**Document extract**
____

Z’otz*
It is almost antithetical to
creation that a communal practice should invent rather than a single,
egocentric notion. Within industry, science, education, even government - the
power of constructive group decisions have furthered invention and yet the
visual arts have traditionally been a one man show. The exception would be the
workshops that surrounded the old masters and yet Z’otz* is far from a
hierarchical creative endeavour and closer to an exercise in equality. Perhaps
the consuming growth in population has furthered a trend towards artistic
collaborations or the famously socialistic Canadian politics have rubbed off on
the arts community. Whatever the cause, the results have pushed the envelopes
of individual expression wide open with the addition of both techniques and
subject. Not only the merging of drawing styles but the personal preferences
towards images are passed back and forth between the members of the Z’otz* and
much like the passing of a baby around the members of a tribe, the progeny
flourishes and grows beyond a more singular parenting.

____

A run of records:
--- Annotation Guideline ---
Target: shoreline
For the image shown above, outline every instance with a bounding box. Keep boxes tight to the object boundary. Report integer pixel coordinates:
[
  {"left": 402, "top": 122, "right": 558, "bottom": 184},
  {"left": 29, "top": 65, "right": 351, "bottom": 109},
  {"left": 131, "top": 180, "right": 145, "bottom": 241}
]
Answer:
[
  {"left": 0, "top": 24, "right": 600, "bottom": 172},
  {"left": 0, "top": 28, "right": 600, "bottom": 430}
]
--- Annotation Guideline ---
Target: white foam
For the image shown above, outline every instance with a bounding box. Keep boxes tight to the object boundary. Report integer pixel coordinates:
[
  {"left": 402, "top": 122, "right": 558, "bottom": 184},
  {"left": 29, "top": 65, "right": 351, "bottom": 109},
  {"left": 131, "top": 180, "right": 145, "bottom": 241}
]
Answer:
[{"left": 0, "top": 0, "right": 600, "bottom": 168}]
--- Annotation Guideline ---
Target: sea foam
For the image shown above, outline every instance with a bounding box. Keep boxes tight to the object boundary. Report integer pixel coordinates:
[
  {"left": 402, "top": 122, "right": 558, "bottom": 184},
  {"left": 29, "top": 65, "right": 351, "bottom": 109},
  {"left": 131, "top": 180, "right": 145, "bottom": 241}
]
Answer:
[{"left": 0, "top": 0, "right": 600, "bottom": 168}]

____

**Brief A**
Translate this sentence from the Z’otz* essay into Spanish: "Whatever the cause, the results have pushed the envelopes of individual expression wide open with the addition of both techniques and subject."
**Brief B**
Please recast every line of the listing as a Markdown table with the columns Row and Listing line. Number the rows and skip any blank lines.

**Final result A**
Sea cual sea la causa, los resultados han abierto de par en par los límites de la expresión individual con la incorporación tanto de técnicas como de temática.

**Final result B**
| Row | Listing line |
|---|---|
| 1 | --- Annotation Guideline --- |
| 2 | Target: shoreline |
| 3 | For the image shown above, outline every instance with a bounding box. Keep boxes tight to the object boundary. Report integer pixel coordinates: |
| 4 | [ |
| 5 |   {"left": 402, "top": 122, "right": 558, "bottom": 184}, |
| 6 |   {"left": 29, "top": 65, "right": 351, "bottom": 109}, |
| 7 |   {"left": 131, "top": 180, "right": 145, "bottom": 241} |
| 8 | ] |
| 9 | Answer: |
| 10 | [ |
| 11 |   {"left": 0, "top": 24, "right": 600, "bottom": 172}, |
| 12 |   {"left": 0, "top": 28, "right": 600, "bottom": 430} |
| 13 | ] |
| 14 | --- Annotation Guideline --- |
| 15 | Target: white foam |
| 16 | For the image shown above, outline every instance with a bounding box. Keep boxes tight to the object boundary. Report integer pixel coordinates: |
| 17 | [ |
| 18 |   {"left": 402, "top": 122, "right": 558, "bottom": 184}, |
| 19 |   {"left": 29, "top": 65, "right": 351, "bottom": 109}, |
| 20 |   {"left": 131, "top": 180, "right": 145, "bottom": 241} |
| 21 | ] |
| 22 | Answer: |
| 23 | [{"left": 0, "top": 0, "right": 600, "bottom": 168}] |
| 24 | --- Annotation Guideline --- |
| 25 | Target: sea foam |
| 26 | For the image shown above, outline every instance with a bounding box. Keep boxes tight to the object boundary. Report integer pixel coordinates: |
| 27 | [ |
| 28 |   {"left": 402, "top": 122, "right": 558, "bottom": 184}, |
| 29 |   {"left": 29, "top": 65, "right": 351, "bottom": 109}, |
| 30 |   {"left": 131, "top": 180, "right": 145, "bottom": 241} |
| 31 | ] |
| 32 | Answer: |
| 33 | [{"left": 0, "top": 0, "right": 600, "bottom": 168}] |